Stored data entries
Content starts
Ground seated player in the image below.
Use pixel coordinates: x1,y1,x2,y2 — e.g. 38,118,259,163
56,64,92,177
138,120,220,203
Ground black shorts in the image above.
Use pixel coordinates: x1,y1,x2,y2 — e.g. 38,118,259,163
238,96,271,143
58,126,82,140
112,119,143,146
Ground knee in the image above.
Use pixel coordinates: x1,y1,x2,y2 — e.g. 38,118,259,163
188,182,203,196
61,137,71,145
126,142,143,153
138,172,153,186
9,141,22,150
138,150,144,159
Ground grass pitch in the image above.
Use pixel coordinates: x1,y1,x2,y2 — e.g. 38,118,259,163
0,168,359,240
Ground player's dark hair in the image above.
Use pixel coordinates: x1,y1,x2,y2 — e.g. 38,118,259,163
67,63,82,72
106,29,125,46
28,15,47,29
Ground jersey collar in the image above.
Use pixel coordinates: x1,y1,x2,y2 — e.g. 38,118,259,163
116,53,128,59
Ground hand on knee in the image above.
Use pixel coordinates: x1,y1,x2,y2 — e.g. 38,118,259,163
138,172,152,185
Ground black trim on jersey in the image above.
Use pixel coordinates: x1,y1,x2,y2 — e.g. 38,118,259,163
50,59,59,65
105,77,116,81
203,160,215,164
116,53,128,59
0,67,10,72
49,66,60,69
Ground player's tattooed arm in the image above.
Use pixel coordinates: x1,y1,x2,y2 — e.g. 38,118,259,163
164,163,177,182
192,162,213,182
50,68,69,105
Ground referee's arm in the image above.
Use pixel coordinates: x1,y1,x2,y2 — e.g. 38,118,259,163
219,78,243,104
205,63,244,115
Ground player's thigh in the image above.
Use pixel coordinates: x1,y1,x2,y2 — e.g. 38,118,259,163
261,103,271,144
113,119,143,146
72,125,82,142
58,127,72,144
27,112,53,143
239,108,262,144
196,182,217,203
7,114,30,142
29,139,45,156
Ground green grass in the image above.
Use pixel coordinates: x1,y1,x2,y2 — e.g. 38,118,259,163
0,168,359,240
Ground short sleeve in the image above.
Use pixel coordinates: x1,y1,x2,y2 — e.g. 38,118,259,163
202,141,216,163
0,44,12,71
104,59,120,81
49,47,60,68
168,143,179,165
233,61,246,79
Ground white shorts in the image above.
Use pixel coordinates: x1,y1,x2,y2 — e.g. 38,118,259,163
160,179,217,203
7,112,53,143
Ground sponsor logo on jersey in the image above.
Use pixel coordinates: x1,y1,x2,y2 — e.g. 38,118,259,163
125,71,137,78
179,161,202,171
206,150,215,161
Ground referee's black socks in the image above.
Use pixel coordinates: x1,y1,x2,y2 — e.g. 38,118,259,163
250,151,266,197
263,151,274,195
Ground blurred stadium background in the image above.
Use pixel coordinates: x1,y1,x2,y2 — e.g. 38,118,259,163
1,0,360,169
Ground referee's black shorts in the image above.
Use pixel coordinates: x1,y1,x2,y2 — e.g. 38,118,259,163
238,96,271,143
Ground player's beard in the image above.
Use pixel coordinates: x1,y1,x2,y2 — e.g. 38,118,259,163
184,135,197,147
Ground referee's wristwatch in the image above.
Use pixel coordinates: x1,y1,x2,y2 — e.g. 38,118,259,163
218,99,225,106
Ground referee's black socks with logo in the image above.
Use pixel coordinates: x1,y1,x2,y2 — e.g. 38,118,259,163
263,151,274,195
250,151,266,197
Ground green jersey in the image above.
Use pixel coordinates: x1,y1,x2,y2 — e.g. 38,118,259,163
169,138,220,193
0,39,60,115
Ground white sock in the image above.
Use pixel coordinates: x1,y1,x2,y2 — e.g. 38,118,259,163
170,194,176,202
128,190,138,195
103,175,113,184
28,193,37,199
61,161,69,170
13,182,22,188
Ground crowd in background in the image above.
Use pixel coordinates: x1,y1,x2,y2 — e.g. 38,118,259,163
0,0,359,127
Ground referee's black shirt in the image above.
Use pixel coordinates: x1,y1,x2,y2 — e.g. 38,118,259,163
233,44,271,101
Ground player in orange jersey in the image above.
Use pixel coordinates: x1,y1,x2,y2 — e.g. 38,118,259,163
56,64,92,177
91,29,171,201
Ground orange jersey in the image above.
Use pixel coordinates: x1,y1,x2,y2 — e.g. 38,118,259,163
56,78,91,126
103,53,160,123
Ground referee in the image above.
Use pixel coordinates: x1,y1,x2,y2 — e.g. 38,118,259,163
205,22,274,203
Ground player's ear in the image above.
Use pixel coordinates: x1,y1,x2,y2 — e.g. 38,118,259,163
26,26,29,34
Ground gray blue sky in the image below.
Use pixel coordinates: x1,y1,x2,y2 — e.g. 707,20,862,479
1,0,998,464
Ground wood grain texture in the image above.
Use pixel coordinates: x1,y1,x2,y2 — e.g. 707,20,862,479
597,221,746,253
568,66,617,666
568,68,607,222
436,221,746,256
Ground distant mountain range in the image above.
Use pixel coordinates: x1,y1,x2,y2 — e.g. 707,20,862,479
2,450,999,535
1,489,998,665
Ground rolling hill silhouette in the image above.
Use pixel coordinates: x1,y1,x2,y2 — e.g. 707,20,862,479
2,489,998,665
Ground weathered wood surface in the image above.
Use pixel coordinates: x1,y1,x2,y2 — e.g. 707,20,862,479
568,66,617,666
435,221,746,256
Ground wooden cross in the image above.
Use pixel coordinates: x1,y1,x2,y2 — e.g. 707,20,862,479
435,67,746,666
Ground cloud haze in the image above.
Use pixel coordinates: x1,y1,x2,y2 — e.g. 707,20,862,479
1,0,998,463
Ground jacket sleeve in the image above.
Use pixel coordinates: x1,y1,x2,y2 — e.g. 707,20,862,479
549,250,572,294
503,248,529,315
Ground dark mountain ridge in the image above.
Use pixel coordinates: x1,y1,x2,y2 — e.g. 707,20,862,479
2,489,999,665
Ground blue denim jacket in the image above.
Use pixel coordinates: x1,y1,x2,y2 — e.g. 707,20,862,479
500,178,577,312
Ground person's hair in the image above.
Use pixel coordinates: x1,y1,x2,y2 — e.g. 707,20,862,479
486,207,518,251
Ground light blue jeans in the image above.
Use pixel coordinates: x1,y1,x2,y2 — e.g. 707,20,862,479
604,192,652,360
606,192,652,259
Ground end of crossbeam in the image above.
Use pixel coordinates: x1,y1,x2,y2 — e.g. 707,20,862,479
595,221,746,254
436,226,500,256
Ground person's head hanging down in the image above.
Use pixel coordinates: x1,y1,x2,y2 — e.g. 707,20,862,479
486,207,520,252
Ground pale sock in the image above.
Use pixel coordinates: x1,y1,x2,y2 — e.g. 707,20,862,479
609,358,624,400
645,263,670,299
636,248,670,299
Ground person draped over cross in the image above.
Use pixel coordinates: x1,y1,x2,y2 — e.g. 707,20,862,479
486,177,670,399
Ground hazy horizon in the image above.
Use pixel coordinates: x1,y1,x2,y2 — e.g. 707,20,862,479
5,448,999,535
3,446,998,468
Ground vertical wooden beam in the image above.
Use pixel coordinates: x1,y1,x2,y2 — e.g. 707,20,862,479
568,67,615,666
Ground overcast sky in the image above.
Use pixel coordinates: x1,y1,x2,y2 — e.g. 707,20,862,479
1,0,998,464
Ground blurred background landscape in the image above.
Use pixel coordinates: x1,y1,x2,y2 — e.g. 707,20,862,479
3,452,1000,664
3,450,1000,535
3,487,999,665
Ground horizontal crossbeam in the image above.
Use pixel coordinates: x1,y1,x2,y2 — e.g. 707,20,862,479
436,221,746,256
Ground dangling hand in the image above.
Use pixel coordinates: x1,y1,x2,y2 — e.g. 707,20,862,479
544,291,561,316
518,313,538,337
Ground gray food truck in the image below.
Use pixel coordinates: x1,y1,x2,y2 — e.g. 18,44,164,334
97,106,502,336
Content ends
# Exercise details
Look through the data above. Each line containing the word "blurred" needs to be copied.

# Solution
Ground blurred stadium background in the image above.
Ground blurred background landscape in the image above.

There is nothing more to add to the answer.